● What you should do
Go through the records line by line. Report how many lines contain "clicks", with nothing else.

● Input for this task
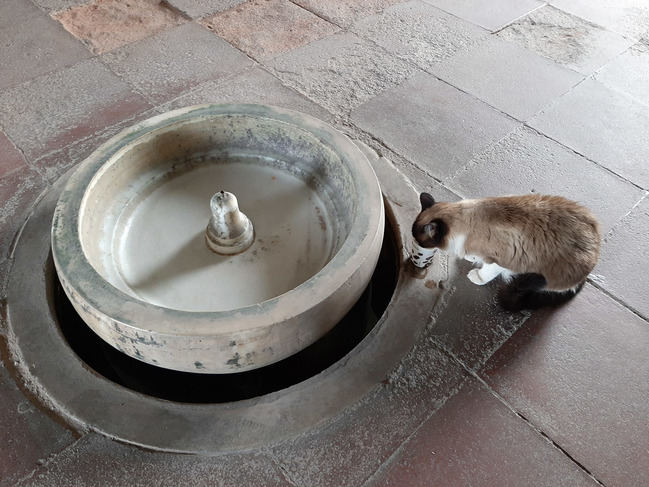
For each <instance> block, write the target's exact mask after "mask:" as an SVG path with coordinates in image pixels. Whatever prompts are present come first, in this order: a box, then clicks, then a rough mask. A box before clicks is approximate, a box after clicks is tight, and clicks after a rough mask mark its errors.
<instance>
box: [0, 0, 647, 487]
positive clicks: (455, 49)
mask: <svg viewBox="0 0 649 487" xmlns="http://www.w3.org/2000/svg"><path fill="white" fill-rule="evenodd" d="M0 66H1V68H0V202H1V209H0V273H1V276H2V279H0V298H2V303H3V313H2V314H1V315H0V319H2V317H4V316H5V313H4V296H5V294H6V275H7V272H8V270H9V269H10V267H11V265H12V257H11V251H12V242H13V240H14V236H15V234H16V232H17V230H18V229H19V228H20V226H21V224H22V222H23V221H24V220H25V218H26V216H27V214H28V212H29V209H30V207H31V205H32V204H33V203H34V201H35V200H36V198H37V197H38V195H39V194H41V193H42V192H43V191H44V190H45V189H46V188H47V187H48V186H49V185H51V184H52V183H53V181H55V180H56V179H57V177H58V176H59V175H61V174H62V173H63V172H65V171H66V170H68V169H69V168H71V167H72V166H74V165H75V164H77V163H78V162H80V161H81V160H83V159H84V157H86V156H87V155H88V154H89V153H90V152H91V151H92V150H93V149H94V148H96V147H97V146H98V145H99V144H100V143H101V142H102V141H104V140H106V139H107V138H109V137H110V136H112V135H113V134H115V133H116V132H117V131H119V130H120V129H121V128H123V127H125V126H129V125H131V124H133V123H134V122H135V121H137V120H141V119H143V118H147V117H149V116H151V115H153V114H156V113H160V112H163V111H167V110H170V109H172V108H175V107H181V106H185V105H190V104H196V103H206V102H259V103H267V104H273V105H280V106H284V107H288V108H292V109H296V110H300V111H303V112H307V113H310V114H313V115H315V116H317V117H319V118H322V119H324V120H328V121H330V122H331V123H333V124H334V125H335V126H337V127H338V128H339V129H341V130H343V131H344V132H346V133H348V134H349V135H350V136H352V137H354V138H357V139H361V140H364V141H365V142H367V143H369V144H370V145H371V146H373V147H374V148H375V149H379V150H381V151H382V153H384V154H385V155H387V156H388V157H389V158H391V159H392V160H393V161H394V162H395V164H396V165H397V166H398V167H399V169H400V170H401V171H403V172H404V173H405V174H406V175H407V176H408V177H410V178H411V179H412V181H413V182H414V183H415V185H416V186H418V188H419V189H422V190H423V189H425V190H429V191H431V192H432V193H433V194H434V195H436V196H438V197H439V199H456V198H458V197H477V196H483V195H496V194H507V193H528V192H543V193H556V194H561V195H565V196H568V197H570V198H573V199H576V200H579V201H581V202H583V203H585V204H587V205H589V206H590V207H591V208H592V209H593V211H594V212H595V214H596V215H597V216H598V217H599V218H600V220H601V222H602V227H603V231H604V232H605V237H604V245H603V253H602V257H601V262H600V264H599V265H598V267H597V268H596V270H595V272H594V273H593V275H592V276H591V278H590V282H589V283H588V284H587V285H586V287H585V288H584V290H583V292H582V293H581V294H580V295H579V296H578V297H577V298H576V299H575V300H574V301H573V302H571V303H570V304H568V305H566V306H564V307H563V308H561V309H558V310H554V311H545V310H544V311H540V312H537V313H534V314H532V315H531V316H528V315H522V314H521V315H509V314H506V313H503V312H501V311H499V310H498V309H497V308H496V307H495V305H494V304H493V299H492V298H493V292H494V289H493V287H491V286H488V287H485V288H477V287H476V286H473V285H472V284H471V283H470V282H468V280H466V279H460V280H458V281H457V282H456V283H455V285H454V286H453V287H452V288H451V289H450V290H449V292H448V295H449V297H448V299H446V300H445V306H442V307H441V308H440V309H439V311H438V313H437V315H436V316H435V317H434V318H435V321H434V323H433V326H430V327H429V328H427V331H426V333H424V335H423V336H422V337H421V338H420V341H419V343H418V344H417V346H416V347H415V349H414V350H413V351H412V352H411V353H410V354H409V355H408V356H407V357H406V358H405V359H404V362H403V363H402V364H401V365H400V367H399V369H398V370H395V372H394V374H393V375H392V376H391V377H390V378H389V380H386V381H385V384H384V385H383V386H381V387H379V388H377V390H376V392H375V394H374V395H372V396H371V397H369V398H367V399H366V400H364V401H363V402H361V403H360V404H358V405H357V406H356V407H355V409H354V414H353V415H350V414H348V413H346V412H345V413H341V415H340V417H338V418H335V419H334V420H332V421H331V422H330V423H328V424H327V425H326V427H324V428H321V429H319V430H318V431H317V432H315V433H305V434H304V435H301V436H300V437H297V438H294V439H292V440H290V441H286V442H284V443H281V444H278V445H272V446H270V447H268V448H265V449H261V450H259V451H248V452H241V453H237V454H229V455H220V456H216V457H211V458H205V457H196V456H187V455H172V454H163V453H154V452H150V451H145V450H140V449H137V448H134V447H131V446H126V445H123V444H119V443H116V442H112V441H110V440H108V439H106V438H104V437H102V436H99V435H96V434H91V433H83V432H79V431H74V430H71V429H69V428H68V427H67V426H66V425H65V424H63V423H62V422H60V421H59V420H58V419H57V418H55V417H52V415H50V414H49V413H48V412H47V411H46V410H45V409H44V408H42V407H41V406H40V405H38V404H36V403H33V402H32V401H31V400H30V399H29V398H28V397H26V396H25V395H24V394H23V392H22V389H21V388H20V386H19V385H18V384H16V382H15V381H14V378H13V375H12V371H11V368H10V366H9V364H8V363H6V359H7V353H6V347H5V346H4V345H3V346H2V347H0V354H2V358H3V360H5V364H6V365H5V366H3V367H2V368H0V395H1V397H2V400H1V401H0V435H1V436H2V438H3V439H2V441H1V442H0V484H1V485H3V486H4V485H44V486H50V485H71V484H74V485H129V486H131V485H183V484H187V485H235V486H237V485H265V486H270V485H289V486H294V487H296V486H305V487H306V486H321V485H322V486H324V485H331V486H341V485H349V486H360V485H364V486H377V485H422V486H424V485H426V486H428V485H453V486H455V485H473V486H486V485H494V486H503V485H513V486H522V485H534V486H537V485H547V486H557V485H566V486H576V485H605V486H641V485H649V419H648V418H649V360H648V357H649V323H648V322H647V320H648V319H649V299H648V296H649V271H648V269H649V266H648V264H647V262H648V261H649V245H648V244H647V242H648V241H649V198H647V190H648V189H649V0H554V1H550V2H543V1H541V0H491V1H490V2H485V1H482V0H412V1H408V2H400V1H398V0H347V1H344V0H329V1H326V2H324V1H322V2H320V1H316V0H293V1H292V2H291V1H288V0H250V1H247V2H244V1H241V0H167V1H165V2H159V1H157V0H128V2H127V1H125V0H94V1H90V2H88V1H87V0H3V1H2V2H0ZM642 269H644V271H643V270H642ZM5 331H6V328H5V324H4V322H2V323H0V340H2V343H3V344H4V339H3V337H4V334H5Z"/></svg>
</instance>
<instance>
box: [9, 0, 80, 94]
mask: <svg viewBox="0 0 649 487" xmlns="http://www.w3.org/2000/svg"><path fill="white" fill-rule="evenodd" d="M90 55H91V54H90V52H88V50H87V49H86V48H85V47H83V45H82V44H81V43H80V42H79V41H77V40H76V39H74V38H73V37H72V36H71V35H70V34H68V33H67V32H66V31H65V30H64V29H63V28H61V26H60V25H59V24H58V23H57V22H55V21H54V20H52V19H51V18H49V17H48V16H47V15H46V14H45V13H43V12H41V11H40V10H39V9H38V8H36V7H35V6H34V5H33V4H31V3H30V2H29V1H27V0H4V1H2V2H0V62H1V63H2V69H0V90H2V89H5V88H7V87H10V86H14V85H17V84H19V83H22V82H24V81H27V80H29V79H31V78H33V77H35V76H39V75H42V74H45V73H49V72H50V71H54V70H55V69H59V68H62V67H64V66H68V65H70V64H74V63H75V62H77V61H80V60H81V59H85V58H87V57H90Z"/></svg>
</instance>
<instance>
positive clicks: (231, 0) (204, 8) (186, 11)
mask: <svg viewBox="0 0 649 487" xmlns="http://www.w3.org/2000/svg"><path fill="white" fill-rule="evenodd" d="M245 1H246V0H169V4H170V5H172V6H173V7H174V8H176V9H178V10H179V11H180V12H182V13H183V14H184V15H187V16H188V17H191V18H192V19H198V18H200V17H205V16H206V15H210V14H215V13H217V12H223V11H224V10H229V9H231V8H232V7H236V6H237V5H239V4H241V3H243V2H245Z"/></svg>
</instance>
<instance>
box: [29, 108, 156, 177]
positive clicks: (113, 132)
mask: <svg viewBox="0 0 649 487" xmlns="http://www.w3.org/2000/svg"><path fill="white" fill-rule="evenodd" d="M158 114H159V112H158V111H157V110H153V109H152V110H147V111H144V112H141V113H138V114H137V115H136V116H135V117H131V118H127V119H124V120H121V121H120V122H118V123H116V124H115V125H111V126H109V127H106V128H104V129H102V130H99V131H98V132H96V133H94V134H92V135H90V136H89V137H86V138H84V139H81V140H78V141H76V142H73V143H72V144H70V145H67V146H65V147H63V148H62V149H59V150H55V151H53V152H49V153H47V154H45V155H44V156H42V157H40V158H39V159H36V160H35V161H34V163H33V166H34V167H35V168H36V169H37V170H38V171H39V172H40V173H41V174H42V175H43V177H44V178H45V179H46V180H47V181H49V182H51V183H53V182H54V181H56V180H57V179H58V178H59V177H60V176H62V175H63V174H64V173H65V172H67V170H68V169H70V168H71V167H72V166H76V165H77V164H79V163H80V162H82V161H83V160H84V159H85V158H86V157H88V156H89V155H90V154H91V153H92V152H93V151H94V150H95V149H97V148H99V146H100V145H101V144H103V143H104V142H106V141H107V140H108V139H110V138H111V137H113V136H114V135H115V134H117V133H118V132H120V131H121V130H123V129H125V128H127V127H130V126H131V125H135V124H136V123H137V122H139V121H141V120H144V119H146V118H150V117H153V116H155V115H158Z"/></svg>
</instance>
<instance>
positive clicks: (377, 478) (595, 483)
mask: <svg viewBox="0 0 649 487" xmlns="http://www.w3.org/2000/svg"><path fill="white" fill-rule="evenodd" d="M369 485H370V486H372V487H378V486H395V487H396V486H406V485H407V486H413V487H414V486H421V487H424V486H425V487H429V486H431V485H449V486H450V485H452V486H453V487H460V486H467V487H468V486H481V487H487V486H493V487H502V486H524V485H526V486H532V485H533V486H535V487H541V486H548V487H558V486H565V487H577V486H593V487H595V486H597V485H598V484H597V483H596V482H595V481H594V480H593V479H592V478H591V477H590V476H589V475H588V474H587V473H586V472H584V471H583V470H582V469H580V468H579V467H578V466H577V465H576V464H575V463H574V462H572V461H571V460H570V459H569V458H568V457H567V456H565V455H564V454H563V453H562V452H561V450H559V449H558V448H556V447H555V446H554V445H552V443H550V441H548V440H547V439H545V438H543V437H542V436H541V435H539V434H538V433H537V432H536V431H534V429H533V428H532V427H531V426H530V425H529V424H528V423H526V422H525V421H524V420H523V419H522V418H520V417H518V416H517V415H516V414H515V413H513V412H512V411H511V410H510V409H508V408H507V406H505V405H504V404H502V403H501V402H500V401H498V399H496V398H495V397H494V396H493V395H492V394H491V393H490V392H489V391H488V390H487V389H486V388H485V387H484V386H482V385H481V384H480V383H478V382H477V381H475V380H472V381H471V382H469V383H468V384H467V385H465V386H464V387H463V388H462V390H461V391H460V392H459V393H458V394H457V395H456V396H455V397H453V398H451V399H450V400H449V401H448V402H447V403H446V404H445V405H444V406H443V407H442V408H441V409H440V410H439V411H437V412H436V413H435V414H434V415H433V416H432V417H431V418H430V419H429V420H428V421H426V423H424V425H423V426H422V427H421V429H419V431H417V433H416V434H415V435H414V436H413V438H412V439H410V440H409V441H408V443H406V444H405V445H404V447H403V448H402V450H401V451H400V452H399V455H398V456H397V457H396V458H395V459H394V461H392V462H391V463H390V464H388V465H387V466H386V467H385V468H384V469H383V470H382V471H381V472H380V473H379V474H378V475H377V476H376V478H375V479H373V482H371V483H370V484H369Z"/></svg>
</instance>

● Answer for this exercise
5